Given information:
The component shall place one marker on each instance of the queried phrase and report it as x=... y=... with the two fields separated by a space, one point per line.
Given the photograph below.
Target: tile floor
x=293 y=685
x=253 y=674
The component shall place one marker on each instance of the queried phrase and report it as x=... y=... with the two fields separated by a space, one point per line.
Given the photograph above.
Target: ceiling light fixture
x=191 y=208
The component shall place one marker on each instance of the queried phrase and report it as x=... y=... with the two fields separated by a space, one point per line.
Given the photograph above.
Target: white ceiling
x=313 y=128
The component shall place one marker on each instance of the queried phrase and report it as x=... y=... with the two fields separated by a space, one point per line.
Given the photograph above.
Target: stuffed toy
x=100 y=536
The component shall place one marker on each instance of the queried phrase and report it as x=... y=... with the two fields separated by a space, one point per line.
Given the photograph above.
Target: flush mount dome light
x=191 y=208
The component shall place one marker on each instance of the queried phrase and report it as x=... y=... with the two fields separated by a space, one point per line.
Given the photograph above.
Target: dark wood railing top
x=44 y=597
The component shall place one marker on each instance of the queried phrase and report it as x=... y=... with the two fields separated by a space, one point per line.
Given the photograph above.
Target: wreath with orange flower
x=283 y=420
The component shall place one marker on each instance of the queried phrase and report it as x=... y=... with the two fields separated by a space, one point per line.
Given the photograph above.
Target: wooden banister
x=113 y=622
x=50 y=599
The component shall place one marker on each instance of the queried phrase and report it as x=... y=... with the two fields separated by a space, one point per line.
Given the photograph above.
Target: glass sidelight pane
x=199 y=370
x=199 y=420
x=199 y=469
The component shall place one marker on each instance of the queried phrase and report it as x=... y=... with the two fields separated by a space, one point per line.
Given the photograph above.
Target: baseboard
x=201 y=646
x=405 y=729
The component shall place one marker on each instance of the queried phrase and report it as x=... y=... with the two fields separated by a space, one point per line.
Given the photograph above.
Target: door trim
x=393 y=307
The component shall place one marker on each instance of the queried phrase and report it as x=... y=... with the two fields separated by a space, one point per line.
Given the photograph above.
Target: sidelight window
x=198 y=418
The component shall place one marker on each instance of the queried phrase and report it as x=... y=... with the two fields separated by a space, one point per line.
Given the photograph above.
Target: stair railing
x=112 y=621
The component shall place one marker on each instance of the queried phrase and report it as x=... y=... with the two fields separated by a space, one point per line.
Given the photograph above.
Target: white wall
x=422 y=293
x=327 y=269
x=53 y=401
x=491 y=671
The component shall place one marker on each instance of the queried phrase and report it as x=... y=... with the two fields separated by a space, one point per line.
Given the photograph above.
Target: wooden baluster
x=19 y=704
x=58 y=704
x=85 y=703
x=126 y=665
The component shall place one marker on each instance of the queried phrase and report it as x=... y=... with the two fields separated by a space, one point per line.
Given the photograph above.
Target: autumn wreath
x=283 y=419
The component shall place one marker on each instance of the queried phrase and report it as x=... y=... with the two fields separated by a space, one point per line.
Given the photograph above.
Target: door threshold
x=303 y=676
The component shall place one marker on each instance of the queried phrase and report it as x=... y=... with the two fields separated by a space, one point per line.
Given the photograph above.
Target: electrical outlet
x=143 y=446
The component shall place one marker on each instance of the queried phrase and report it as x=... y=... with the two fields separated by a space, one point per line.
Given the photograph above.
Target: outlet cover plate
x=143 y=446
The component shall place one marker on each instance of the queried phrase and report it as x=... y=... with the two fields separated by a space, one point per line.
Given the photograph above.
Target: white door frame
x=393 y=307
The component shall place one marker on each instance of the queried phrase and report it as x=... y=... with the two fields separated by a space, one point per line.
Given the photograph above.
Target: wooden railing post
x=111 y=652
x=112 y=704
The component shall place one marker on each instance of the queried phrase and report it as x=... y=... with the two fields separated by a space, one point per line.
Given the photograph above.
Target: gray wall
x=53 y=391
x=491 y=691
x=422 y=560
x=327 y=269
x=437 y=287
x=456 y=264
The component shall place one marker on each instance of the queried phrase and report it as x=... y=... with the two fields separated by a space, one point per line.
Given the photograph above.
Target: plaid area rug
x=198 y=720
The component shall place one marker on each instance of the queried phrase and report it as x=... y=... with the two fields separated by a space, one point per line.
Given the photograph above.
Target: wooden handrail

Aim of the task: Once you have read the listing, copy it out exactly.

Written reply:
The component shall place one marker on each instance of the queried phrase and report it as x=... y=... with the two fields separated by a space, one point per line.
Given the photograph below.
Target: tile floor
x=293 y=685
x=253 y=674
The component shall place one marker on each instance of the queried phrase and report it as x=... y=... with the two fields separated by a space, one point per line.
Given the photograph above.
Target: ceiling light fixture
x=191 y=208
The component shall place one marker on each instance of the queried phrase and report it as x=... y=... with the two fields separated by a space, one point per line.
Given the photograph above.
Target: white ceiling
x=313 y=128
The component shall place one marker on each instance of the queried phrase and report it as x=... y=... with the two fields separated by a space, one point per line.
Given the photograph above.
Target: stuffed toy
x=100 y=536
The component shall place one marker on each instance of the queried phrase and report it as x=... y=... with the two fields separated by a space, one point per line.
Given the photograph above.
Target: flush mount dome light
x=191 y=208
The component shall place one marker on each instance of the queried phrase and report it as x=... y=... with the two fields separated by a space, one point per line.
Given the photograph above.
Target: dark wood railing top
x=44 y=597
The component shall place one marker on each instance of the queried phrase and report it as x=... y=... with the two fields separated by a space, one point per line.
Given the photograph above.
Target: wreath with orange flower
x=283 y=420
The component shall place one marker on each instance of the queried phrase and report it as x=... y=... with the two fields separated by a space, one point per line.
Given the photograph above.
Target: wooden banister
x=113 y=622
x=50 y=599
The component shall place one marker on each instance of the queried phrase and report it as x=... y=... with the two fields separated by a space, one point per line.
Given the photograph above.
Target: glass sidelight pane
x=199 y=370
x=199 y=420
x=199 y=469
The component shall place one marker on each instance of the queried phrase and report it as x=... y=... with the two fields separated by a space, one point per line.
Given the photograph above.
Target: baseboard
x=201 y=646
x=405 y=729
The component shall place one marker on each instance of the queried phrase and report it as x=... y=... with the two fields separated by a space, one point per line.
Given the photograph above.
Target: door trim
x=393 y=307
The component shall place one marker on each instance of the queried phrase and report it as x=... y=... with the two fields separated by a space, one point per line.
Given the photograph above.
Target: sidelight window
x=198 y=418
The component shall place one marker on each instance of the queried phrase and report it as x=... y=... with the two fields separated by a space, one point per line.
Given the photograph above.
Target: stair railing
x=112 y=621
The component shall place one marker on each instance of the queried phrase and report it as x=... y=... with the two fields separated by a space, one point per line.
Given the photograph above.
Target: white wall
x=422 y=293
x=327 y=269
x=53 y=401
x=491 y=671
The component shall place one marker on each instance of the queried phrase and report it as x=... y=... with the two fields separated by a space, one point per line.
Given the photograph above.
Target: wooden baluster
x=19 y=704
x=58 y=704
x=85 y=703
x=126 y=665
The component shall place one marker on each instance of the queried phrase and report it as x=... y=... with the two fields separated by a space, one point per line.
Given the photograph above.
Target: autumn wreath
x=283 y=419
The component shall place one marker on each instance of the queried phrase and report it as x=... y=... with the two fields separated by a space, one point per line.
Given the photograph above.
Target: door threshold
x=303 y=676
The component shall place one marker on each instance of the queried phrase and report it as x=... y=... with the two fields separated by a space, one point per line.
Given the photograph above.
Target: electrical outlet
x=143 y=446
The component shall place one marker on each instance of the queried phrase and report it as x=... y=... with the two fields separated by a space, one point per line.
Given the photograph above.
Target: outlet cover plate
x=143 y=446
The component shall place one marker on each instance of the queried phrase and report it as x=... y=... with the two fields separated by a space, one point per line.
Given the photograph above.
Target: white door frame
x=393 y=307
The component shall place one marker on each instance of the queried phrase and report it as x=... y=... with the two fields separated by a space, one point per line.
Given the photograph above.
Target: wooden railing post
x=111 y=652
x=112 y=704
The component shall place one marker on each instance of the queried phrase and report it as x=... y=... with the two fields separated by a space, one point per line.
Given the photograph above.
Target: gray wall
x=53 y=391
x=491 y=691
x=422 y=560
x=327 y=269
x=437 y=287
x=456 y=264
The component shall place one marker on each instance of the queried phrase and report it as x=... y=... with the two fields separated by a space, one point per line.
Given the photograph above.
Target: plaid area rug
x=198 y=720
The component shall place one marker on each instance of the queried phrase and report it as x=... y=... with the two fields separated by a space, one point per line.
Given the photograph above.
Target: wooden handrail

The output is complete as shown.